##### ページ抜粋

風雲電影院

ゾンビ処刑人(The Revenant)

2017年9月5日
キネカ大森

 6年前に公開された映画。見落としていたが、ようやく捕まえることができた。

 ベルリンファンタでも上映されたようだが、ベルリンさんは別のスクリーンで上映していた『カウホーイ&エイリアン』の方を選択したようで未見らしい。

 イランでの戦闘で戦死したバート(デビッド・アンダース)の遺体が本国に送還され、葬儀が行われる。ところが土葬されたバートはアンデッドとなって甦る。墓から抜け出したバートは、真夜中に親友のジョーイ(クリス・ワイルド)のアパートの部屋をノックする。「誰だよ、こんな夜中に」 「バートだよ」 「誰だか知らないが、冗談はよせよ」と言いながらドアを開けると、まさかのバート。甦ったと知って家に入れて食事をさせようとするが、すへて吐き出してしまう。具合はどうなんだと訊くと、身体中が怠いと言う。

##########
##### 提供資料

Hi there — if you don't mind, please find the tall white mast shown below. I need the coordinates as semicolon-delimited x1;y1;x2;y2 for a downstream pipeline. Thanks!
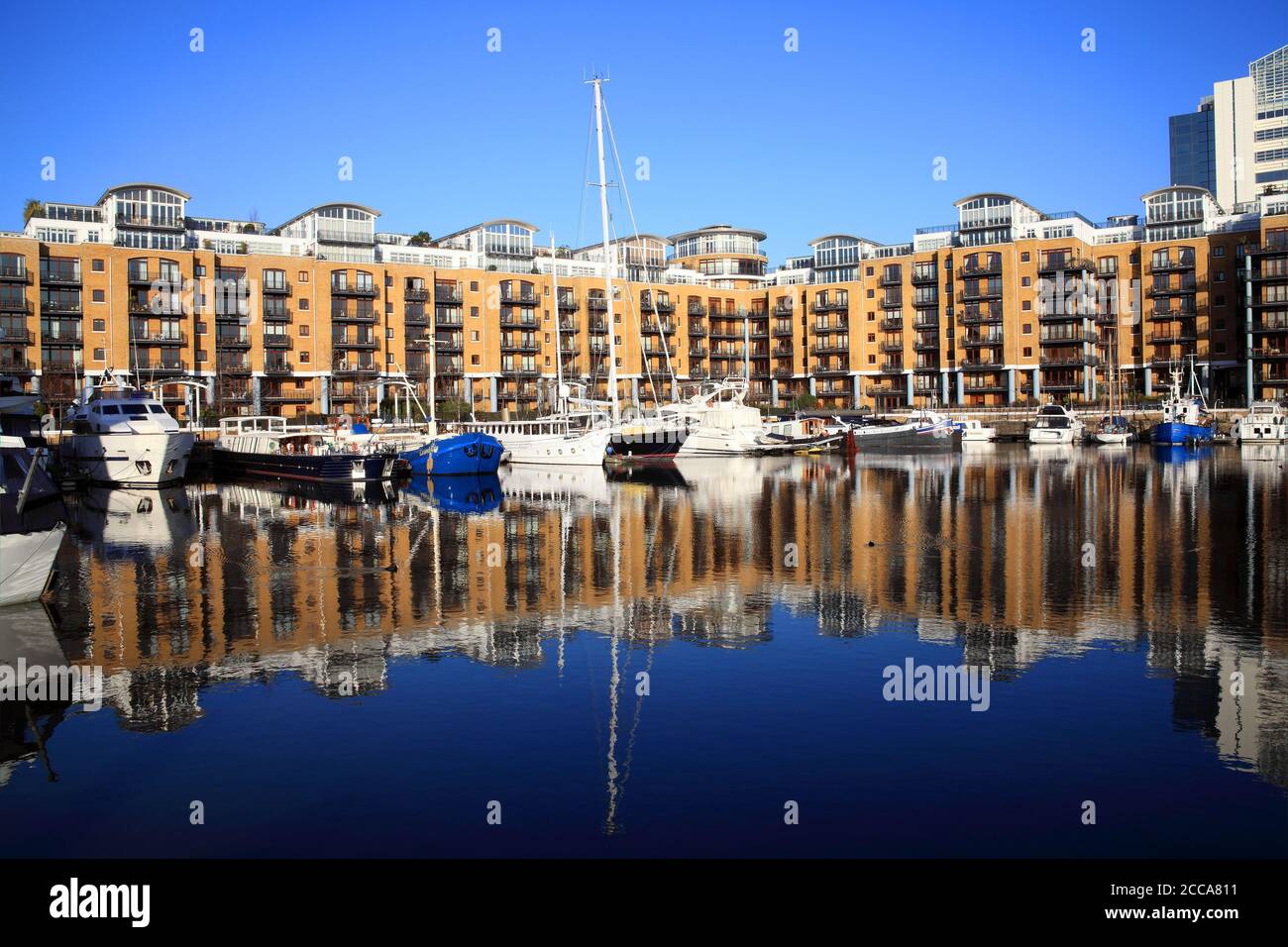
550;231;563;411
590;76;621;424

##########
##### 提供資料

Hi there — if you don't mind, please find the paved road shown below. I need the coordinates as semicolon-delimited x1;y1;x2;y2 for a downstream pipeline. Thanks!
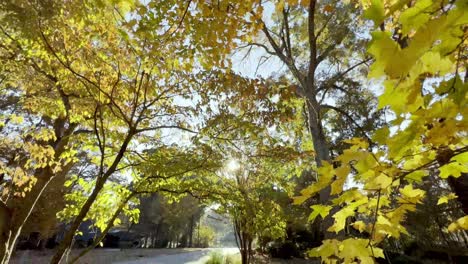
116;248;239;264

##########

> **作業依頼**
ページ抜粋の内容をもとに、次の問いに答えてください。
(a) 「キネカ大森」の直前に記されている日付は何ですか。
(b) 本作は何年前に公開された映画だと書かれていますか。
(c) 墓から抜け出したバートが真夜中に訪ねた親友の名前と、その役を演じた俳優の名前は何ですか。

> **回答**
(a) 2017年9月5日です。
(b) 6年前です。
(c) 親友はジョーイで、演じた俳優はクリス・ワイルドです。